• [Task goal]: Rename "disc" to "circle" throughout the lines below, and reproduce them with everything else unchanged.

• [Raw records]:

◆ ◆ ◆ ◆

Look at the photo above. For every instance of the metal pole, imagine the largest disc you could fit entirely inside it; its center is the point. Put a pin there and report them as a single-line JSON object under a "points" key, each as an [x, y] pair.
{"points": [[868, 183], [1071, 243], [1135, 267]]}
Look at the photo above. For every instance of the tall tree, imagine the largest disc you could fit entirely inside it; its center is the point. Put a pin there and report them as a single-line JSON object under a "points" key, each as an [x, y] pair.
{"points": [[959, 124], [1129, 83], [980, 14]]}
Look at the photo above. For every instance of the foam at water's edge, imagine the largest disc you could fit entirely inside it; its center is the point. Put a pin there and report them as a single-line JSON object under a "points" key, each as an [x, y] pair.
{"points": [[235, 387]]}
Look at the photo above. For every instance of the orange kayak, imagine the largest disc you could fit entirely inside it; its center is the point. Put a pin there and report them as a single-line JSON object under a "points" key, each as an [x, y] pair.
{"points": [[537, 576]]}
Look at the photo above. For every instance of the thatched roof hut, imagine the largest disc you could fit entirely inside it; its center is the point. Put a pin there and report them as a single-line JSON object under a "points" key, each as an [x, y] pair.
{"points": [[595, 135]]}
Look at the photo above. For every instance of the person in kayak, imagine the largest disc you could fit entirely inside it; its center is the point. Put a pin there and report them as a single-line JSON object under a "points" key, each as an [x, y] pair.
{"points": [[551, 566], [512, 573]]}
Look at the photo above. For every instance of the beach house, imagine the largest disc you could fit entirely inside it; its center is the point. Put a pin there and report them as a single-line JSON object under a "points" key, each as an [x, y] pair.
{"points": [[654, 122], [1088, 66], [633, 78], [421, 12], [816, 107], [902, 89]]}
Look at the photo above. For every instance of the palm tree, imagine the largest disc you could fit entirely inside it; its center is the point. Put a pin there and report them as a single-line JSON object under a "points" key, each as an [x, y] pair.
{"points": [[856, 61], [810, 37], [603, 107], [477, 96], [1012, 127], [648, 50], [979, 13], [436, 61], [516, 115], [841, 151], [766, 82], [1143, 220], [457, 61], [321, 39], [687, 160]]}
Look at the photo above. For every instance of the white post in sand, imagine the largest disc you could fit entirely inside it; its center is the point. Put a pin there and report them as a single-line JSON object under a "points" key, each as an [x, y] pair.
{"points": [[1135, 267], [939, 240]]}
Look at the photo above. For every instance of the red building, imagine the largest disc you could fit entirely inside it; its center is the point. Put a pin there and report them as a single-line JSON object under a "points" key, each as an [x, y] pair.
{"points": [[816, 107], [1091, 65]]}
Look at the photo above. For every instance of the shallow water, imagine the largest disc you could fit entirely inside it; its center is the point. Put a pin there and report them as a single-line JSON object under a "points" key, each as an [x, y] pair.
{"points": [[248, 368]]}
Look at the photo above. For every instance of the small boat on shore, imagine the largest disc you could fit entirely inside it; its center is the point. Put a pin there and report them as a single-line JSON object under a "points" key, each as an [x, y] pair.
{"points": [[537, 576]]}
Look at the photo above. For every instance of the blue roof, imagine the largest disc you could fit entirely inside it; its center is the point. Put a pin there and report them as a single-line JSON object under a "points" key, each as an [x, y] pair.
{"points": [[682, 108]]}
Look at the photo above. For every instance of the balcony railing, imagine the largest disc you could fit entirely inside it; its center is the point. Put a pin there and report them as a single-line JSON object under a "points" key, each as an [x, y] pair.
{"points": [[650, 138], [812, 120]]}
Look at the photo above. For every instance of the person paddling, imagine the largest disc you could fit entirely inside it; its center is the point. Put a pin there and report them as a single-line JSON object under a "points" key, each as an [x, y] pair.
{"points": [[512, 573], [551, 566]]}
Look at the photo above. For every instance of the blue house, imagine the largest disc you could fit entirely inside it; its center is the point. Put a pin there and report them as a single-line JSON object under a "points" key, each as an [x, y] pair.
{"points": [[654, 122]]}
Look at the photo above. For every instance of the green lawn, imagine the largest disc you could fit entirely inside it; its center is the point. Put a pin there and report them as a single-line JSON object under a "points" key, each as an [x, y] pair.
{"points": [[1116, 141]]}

◆ ◆ ◆ ◆

• [Solution to the problem]:
Look at the photo above. For every instance of the metal pole, imagine the largest circle you could fit entirely inside it; its center is the point. Put a pin there and report them as a single-line JSON object under a "points" key, each as an [x, y] pair.
{"points": [[868, 183], [1071, 243], [1135, 267]]}
Look at the photo above. For every instance of the tall tree, imagine the largest circle you could fit entirely inside it; its center is the point. Put a pin there and report them as a single-line JSON object under a "points" key, each as an [x, y] pair.
{"points": [[959, 124], [1129, 83], [980, 14]]}
Look at the photo above. For every instance of the foam at water's edge, imagine the largest circle you could fit entirely inside it; its center is the point. Put a pin there and report them as a single-line JSON object under a "points" key, each as an [x, y] pair.
{"points": [[235, 387]]}
Look at the photo above. For every instance of the orange kayak, imagine the largest circle you could fit entirely inside it; its center is the point. Put a pin there and report them as a single-line JSON object under a "points" key, each as an [x, y] pair.
{"points": [[537, 576]]}
Look at the photo above. For every instance of the thatched roof hut, imagine the largest circle you could fit entirely inside it; its center is the point. Put a pin there and report them as a single-line JSON object under a "points" key, each as an [x, y] pair.
{"points": [[595, 135]]}
Look at the photo above. For every instance of the person in kayak, imagine the largest circle you could fit entirely inside it; its center is the point. Put a pin there and report them as a single-line JSON object under a "points" key, each as an [x, y] pair.
{"points": [[551, 566], [512, 573]]}
Look at the photo above. For every instance of the beach house, imagine the largest circle you could fit entirely inside it; its center is the point. Put a pin there and report them as a single-line JSON object under a "points" key, each as an [x, y] pair.
{"points": [[654, 122], [1088, 66], [633, 78], [421, 12], [816, 107], [902, 89]]}
Look at the photo above. For every instance of the palm tree, imagine the largest circle you could fit entirely inside it; its center is the point. Put a pin there and report them as a single-line JSON object under a "points" key, each as an [x, y] pair.
{"points": [[856, 61], [810, 37], [603, 107], [477, 96], [1012, 127], [648, 50], [979, 13], [436, 61], [516, 115], [841, 151], [766, 82], [1143, 220], [457, 61], [321, 39], [687, 160]]}
Look at the photo above. For every instance of the white post in sand, imagine the largest circle you could fit entirely inside it; its center is the point. Put a pin there and report them as a single-line JSON object under a "points" key, each as an [x, y] pair.
{"points": [[1135, 267], [939, 240]]}
Look at the photo above. For every instance of the red building, imagine the largest circle you could fit entirely inside it; its center is the point. Put a pin there and report them as a single-line JSON object under a "points" key, each as an [x, y] pair.
{"points": [[816, 107], [1091, 65]]}
Look at the photo above. For every instance of the shallow water, imagine the largest circle you could fit entirely inside it; its center is the point. Put a pin there and report them as a single-line JSON object under a "points" key, each as an [x, y] pair.
{"points": [[248, 368]]}
Look at the photo above. For every instance of the small boat on shore, imagine the largest circle you could fit entirely inside it; its center is the point. Put a pin there and report them as a single-line JSON object under a "points" key, each as an [x, y] pair.
{"points": [[537, 576]]}
Look at the photo above. For every instance of the blue roof, imagine the largest circle you could fit entirely inside it; its center is the point. Put a pin there and report them as a single-line JSON object under a "points" key, each as an [x, y] pair.
{"points": [[682, 108]]}
Look at the photo above. For every instance of the balcony railing, imagine the largest circle you could fit entirely inside it; its center is the point. Put a pin there and report them as a single-line JSON object under a "points" key, each as an [x, y] pair.
{"points": [[650, 138], [812, 120]]}
Look at the photo above. For every instance of the person paddling, imagine the largest circle you could fit entirely inside it; its center is the point. Put a pin there and report them as a single-line JSON object under a "points" key, each as an [x, y] pair.
{"points": [[512, 573], [551, 566]]}
Look at the photo above. For every instance of the blue house, imagine the largest circle you could fit entirely inside it; its center is the point. Put a pin there and report them as a single-line JSON object under a "points" key, each as an [x, y] pair.
{"points": [[654, 122]]}
Look at the photo above. For every instance of the green lawn, imagine the largest circle you could fit entirely inside it; its center is the point. Put a pin there and report them as a single-line JSON object under a "points" key, each as an [x, y] pair.
{"points": [[1116, 141]]}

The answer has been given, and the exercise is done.